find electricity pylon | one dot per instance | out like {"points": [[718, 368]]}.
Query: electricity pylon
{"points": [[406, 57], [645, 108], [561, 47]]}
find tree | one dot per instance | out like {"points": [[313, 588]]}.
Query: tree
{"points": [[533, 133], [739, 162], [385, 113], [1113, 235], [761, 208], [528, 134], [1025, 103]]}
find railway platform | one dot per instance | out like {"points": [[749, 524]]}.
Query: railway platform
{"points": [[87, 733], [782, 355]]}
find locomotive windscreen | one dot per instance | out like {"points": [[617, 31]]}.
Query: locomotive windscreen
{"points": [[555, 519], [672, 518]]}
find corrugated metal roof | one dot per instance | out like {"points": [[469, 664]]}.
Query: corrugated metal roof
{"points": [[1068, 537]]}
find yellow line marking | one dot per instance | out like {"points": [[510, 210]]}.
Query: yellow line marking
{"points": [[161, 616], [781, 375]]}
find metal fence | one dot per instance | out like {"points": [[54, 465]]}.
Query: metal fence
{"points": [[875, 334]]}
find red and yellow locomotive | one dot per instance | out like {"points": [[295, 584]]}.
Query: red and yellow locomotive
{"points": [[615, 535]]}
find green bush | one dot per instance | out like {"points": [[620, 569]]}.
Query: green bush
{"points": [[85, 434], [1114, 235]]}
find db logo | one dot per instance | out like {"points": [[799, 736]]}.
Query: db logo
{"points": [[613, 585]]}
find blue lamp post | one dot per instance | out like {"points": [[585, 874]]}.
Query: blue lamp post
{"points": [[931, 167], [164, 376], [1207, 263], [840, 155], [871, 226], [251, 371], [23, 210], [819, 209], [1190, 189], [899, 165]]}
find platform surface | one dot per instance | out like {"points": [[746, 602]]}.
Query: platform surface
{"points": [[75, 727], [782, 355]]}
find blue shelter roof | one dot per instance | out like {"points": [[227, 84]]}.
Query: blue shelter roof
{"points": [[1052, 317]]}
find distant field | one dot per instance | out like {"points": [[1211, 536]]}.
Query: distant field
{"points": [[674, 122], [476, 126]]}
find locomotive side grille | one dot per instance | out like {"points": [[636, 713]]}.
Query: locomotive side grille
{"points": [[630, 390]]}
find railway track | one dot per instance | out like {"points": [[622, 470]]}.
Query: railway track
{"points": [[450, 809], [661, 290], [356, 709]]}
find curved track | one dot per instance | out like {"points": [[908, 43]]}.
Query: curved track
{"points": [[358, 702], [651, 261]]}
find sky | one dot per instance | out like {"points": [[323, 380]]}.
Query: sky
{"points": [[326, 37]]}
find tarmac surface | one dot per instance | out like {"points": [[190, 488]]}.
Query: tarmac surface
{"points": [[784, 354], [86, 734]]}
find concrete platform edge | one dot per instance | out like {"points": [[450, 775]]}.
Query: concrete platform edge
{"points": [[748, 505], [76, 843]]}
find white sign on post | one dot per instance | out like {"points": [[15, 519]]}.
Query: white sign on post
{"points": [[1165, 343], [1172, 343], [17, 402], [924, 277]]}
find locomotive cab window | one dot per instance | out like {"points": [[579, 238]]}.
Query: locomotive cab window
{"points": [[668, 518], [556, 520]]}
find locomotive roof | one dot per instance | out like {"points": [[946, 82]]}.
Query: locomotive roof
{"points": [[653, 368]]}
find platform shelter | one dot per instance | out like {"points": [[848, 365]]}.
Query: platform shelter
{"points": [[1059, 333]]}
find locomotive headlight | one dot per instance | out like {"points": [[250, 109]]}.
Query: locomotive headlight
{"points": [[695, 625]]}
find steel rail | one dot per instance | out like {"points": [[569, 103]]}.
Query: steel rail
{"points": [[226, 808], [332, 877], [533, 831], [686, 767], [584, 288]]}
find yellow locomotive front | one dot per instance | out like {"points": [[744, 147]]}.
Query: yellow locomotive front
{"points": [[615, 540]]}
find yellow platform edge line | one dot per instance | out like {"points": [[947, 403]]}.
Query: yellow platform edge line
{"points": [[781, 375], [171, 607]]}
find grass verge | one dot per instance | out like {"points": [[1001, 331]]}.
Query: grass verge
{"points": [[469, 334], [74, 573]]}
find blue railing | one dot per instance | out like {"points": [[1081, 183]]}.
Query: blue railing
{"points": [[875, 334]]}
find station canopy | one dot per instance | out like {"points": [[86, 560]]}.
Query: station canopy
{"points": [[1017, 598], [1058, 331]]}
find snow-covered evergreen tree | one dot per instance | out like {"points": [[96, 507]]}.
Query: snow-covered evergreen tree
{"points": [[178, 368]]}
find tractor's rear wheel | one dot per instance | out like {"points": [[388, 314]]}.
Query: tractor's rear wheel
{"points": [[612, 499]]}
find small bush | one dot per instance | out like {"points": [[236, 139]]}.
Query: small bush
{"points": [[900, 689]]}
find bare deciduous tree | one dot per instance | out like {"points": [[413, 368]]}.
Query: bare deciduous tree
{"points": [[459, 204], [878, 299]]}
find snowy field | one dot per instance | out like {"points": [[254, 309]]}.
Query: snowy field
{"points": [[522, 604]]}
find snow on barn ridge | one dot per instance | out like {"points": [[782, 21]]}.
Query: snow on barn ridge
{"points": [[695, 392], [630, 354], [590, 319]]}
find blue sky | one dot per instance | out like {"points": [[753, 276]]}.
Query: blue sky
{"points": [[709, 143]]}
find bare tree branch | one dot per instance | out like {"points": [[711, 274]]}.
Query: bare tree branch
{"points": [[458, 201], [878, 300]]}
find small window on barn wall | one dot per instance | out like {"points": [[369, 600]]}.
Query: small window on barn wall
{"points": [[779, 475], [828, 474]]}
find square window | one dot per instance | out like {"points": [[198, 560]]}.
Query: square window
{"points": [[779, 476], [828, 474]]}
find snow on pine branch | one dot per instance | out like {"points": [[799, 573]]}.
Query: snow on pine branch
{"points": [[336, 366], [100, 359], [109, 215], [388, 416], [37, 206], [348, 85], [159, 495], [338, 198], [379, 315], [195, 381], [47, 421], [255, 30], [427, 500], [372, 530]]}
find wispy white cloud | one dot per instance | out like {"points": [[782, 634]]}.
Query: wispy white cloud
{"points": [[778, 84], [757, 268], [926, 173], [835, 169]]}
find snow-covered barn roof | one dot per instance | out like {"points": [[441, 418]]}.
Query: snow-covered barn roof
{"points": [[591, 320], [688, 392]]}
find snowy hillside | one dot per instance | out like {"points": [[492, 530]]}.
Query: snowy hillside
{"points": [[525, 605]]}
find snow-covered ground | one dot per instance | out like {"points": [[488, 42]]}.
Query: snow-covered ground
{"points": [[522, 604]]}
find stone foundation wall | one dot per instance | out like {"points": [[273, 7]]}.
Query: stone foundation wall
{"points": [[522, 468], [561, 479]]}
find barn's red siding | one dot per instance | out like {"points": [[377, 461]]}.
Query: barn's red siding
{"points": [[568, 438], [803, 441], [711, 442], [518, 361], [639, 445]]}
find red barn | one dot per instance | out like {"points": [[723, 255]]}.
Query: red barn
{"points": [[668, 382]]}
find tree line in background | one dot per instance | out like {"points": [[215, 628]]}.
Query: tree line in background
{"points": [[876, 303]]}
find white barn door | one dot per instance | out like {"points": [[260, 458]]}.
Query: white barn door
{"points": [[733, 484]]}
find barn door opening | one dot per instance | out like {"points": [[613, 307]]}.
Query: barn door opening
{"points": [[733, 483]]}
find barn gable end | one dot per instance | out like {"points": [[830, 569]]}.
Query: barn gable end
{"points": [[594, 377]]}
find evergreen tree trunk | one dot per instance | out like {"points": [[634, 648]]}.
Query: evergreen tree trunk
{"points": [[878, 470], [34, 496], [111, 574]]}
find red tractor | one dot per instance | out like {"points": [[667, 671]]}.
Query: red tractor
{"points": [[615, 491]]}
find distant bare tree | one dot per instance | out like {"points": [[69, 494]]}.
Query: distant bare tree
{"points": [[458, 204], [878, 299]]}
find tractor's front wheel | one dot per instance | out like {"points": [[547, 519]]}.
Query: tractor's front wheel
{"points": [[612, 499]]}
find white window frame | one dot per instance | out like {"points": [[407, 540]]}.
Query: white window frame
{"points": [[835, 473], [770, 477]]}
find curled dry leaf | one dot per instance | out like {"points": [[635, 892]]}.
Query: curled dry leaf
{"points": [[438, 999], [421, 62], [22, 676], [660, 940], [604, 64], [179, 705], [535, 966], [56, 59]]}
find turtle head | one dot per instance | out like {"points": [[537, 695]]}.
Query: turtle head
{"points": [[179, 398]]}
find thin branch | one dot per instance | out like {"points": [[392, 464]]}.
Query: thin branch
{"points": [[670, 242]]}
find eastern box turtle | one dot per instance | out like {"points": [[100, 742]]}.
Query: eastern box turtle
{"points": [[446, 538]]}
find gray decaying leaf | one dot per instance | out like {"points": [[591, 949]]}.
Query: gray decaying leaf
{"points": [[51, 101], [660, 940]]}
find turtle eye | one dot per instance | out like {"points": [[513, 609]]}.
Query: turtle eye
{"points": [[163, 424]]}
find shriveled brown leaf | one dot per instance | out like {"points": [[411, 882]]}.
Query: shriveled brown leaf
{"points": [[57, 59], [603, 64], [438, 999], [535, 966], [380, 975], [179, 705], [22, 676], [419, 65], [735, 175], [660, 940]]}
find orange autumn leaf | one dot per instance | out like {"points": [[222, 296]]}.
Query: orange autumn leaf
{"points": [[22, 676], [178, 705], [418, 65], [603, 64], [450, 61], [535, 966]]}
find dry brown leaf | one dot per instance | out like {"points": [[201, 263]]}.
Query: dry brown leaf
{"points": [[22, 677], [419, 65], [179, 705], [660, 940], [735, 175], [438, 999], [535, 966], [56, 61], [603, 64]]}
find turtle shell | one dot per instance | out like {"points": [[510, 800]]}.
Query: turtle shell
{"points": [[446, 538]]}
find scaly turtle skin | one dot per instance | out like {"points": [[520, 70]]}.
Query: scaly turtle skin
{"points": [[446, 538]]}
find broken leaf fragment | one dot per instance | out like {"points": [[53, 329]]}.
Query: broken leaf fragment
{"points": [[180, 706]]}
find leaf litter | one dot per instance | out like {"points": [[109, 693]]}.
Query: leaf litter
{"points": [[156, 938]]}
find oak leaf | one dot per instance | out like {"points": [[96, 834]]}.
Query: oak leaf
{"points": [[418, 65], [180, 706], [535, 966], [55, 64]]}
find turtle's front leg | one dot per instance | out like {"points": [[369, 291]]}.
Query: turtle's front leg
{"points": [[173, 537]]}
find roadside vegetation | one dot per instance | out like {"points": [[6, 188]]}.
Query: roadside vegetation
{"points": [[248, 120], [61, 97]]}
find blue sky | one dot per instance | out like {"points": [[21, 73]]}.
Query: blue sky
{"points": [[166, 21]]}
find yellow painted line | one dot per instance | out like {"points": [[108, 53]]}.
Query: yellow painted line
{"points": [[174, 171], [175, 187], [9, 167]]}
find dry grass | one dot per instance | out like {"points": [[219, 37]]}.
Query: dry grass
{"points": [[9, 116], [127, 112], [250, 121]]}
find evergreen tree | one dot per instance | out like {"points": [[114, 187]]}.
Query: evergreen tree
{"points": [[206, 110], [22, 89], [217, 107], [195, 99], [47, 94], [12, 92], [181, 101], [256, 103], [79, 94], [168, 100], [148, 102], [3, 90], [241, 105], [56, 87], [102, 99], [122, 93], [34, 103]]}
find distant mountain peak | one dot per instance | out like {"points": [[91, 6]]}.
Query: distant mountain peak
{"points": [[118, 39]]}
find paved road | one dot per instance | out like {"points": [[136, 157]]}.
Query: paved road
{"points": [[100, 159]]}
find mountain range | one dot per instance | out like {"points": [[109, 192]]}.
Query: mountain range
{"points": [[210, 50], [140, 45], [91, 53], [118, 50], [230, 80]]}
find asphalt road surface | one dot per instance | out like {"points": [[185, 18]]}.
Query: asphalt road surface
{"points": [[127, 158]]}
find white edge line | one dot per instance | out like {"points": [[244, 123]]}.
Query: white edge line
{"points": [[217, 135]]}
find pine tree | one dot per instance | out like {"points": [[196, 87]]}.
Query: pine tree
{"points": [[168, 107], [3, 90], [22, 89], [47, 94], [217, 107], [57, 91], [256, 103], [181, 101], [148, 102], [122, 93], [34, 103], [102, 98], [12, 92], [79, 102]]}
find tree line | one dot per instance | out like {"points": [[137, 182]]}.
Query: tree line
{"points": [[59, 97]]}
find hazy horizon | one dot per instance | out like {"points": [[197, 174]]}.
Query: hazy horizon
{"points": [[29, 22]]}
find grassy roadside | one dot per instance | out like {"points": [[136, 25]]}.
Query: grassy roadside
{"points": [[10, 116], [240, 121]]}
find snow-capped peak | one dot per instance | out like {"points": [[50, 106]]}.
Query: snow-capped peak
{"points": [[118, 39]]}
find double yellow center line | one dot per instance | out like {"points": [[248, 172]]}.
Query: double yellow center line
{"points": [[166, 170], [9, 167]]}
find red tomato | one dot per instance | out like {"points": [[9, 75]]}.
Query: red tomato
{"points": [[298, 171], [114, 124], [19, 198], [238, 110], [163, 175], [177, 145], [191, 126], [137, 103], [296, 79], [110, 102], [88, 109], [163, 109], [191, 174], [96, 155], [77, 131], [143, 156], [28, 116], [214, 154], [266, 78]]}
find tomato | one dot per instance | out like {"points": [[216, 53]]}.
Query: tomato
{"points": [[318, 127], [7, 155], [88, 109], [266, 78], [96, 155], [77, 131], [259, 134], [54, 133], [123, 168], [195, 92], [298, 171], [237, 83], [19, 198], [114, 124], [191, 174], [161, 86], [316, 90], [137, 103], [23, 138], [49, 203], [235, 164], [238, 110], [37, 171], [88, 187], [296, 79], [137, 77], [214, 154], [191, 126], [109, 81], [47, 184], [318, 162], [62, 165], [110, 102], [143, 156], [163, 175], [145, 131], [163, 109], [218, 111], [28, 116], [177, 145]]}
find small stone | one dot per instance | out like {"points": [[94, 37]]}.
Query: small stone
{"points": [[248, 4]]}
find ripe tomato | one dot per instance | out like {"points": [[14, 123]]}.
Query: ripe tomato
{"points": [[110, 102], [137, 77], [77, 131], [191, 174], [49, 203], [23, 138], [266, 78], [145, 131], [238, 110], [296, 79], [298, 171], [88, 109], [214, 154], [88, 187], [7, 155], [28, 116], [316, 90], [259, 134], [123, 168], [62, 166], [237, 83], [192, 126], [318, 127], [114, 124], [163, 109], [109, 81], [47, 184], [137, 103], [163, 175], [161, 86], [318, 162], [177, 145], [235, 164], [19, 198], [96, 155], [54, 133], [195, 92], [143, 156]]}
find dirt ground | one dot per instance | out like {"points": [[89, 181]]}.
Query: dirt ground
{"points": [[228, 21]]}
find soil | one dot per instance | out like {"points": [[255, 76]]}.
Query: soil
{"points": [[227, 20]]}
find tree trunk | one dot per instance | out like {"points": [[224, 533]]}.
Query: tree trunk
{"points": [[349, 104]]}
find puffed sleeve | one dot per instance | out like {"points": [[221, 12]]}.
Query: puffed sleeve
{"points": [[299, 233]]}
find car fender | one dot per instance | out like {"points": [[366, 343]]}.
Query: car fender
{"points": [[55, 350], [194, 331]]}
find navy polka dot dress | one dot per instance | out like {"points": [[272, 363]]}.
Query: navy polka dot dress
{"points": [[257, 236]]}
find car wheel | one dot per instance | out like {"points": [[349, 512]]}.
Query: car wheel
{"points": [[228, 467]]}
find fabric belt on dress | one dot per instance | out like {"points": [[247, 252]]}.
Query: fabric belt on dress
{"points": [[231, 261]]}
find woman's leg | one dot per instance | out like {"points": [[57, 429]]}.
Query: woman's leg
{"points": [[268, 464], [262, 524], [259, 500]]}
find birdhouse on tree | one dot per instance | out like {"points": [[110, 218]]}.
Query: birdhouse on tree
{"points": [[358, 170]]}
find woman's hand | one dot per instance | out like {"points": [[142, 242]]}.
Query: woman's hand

Exercise objective: Give back, unchanged, every line from the one with "find puffed sleeve" to the end of the entries above.

Worked answer:
find puffed sleeve | one dot per instance | out like {"points": [[221, 12]]}.
Query: puffed sleeve
{"points": [[299, 233]]}
find car fender | one dot per instance | out like {"points": [[366, 343]]}.
Query: car fender
{"points": [[55, 350], [194, 331]]}
find navy polka dot dress | one dot per instance | out like {"points": [[272, 363]]}.
Query: navy polka dot dress
{"points": [[257, 236]]}
find car wheel | one dot per instance | out like {"points": [[349, 512]]}.
Query: car wheel
{"points": [[228, 467]]}
find fabric belt on dress | one dot per instance | out like {"points": [[247, 252]]}.
Query: fabric belt on dress
{"points": [[231, 261]]}
find woman's leg | one dot per instance | out like {"points": [[57, 429]]}.
Query: woman's leg
{"points": [[268, 464], [262, 524], [259, 500]]}
find birdhouse on tree | one dot per instance | out like {"points": [[110, 218]]}.
Query: birdhouse on tree
{"points": [[358, 170]]}
find woman's hand | one dot per instance | out like {"points": [[142, 242]]}.
Query: woman's hand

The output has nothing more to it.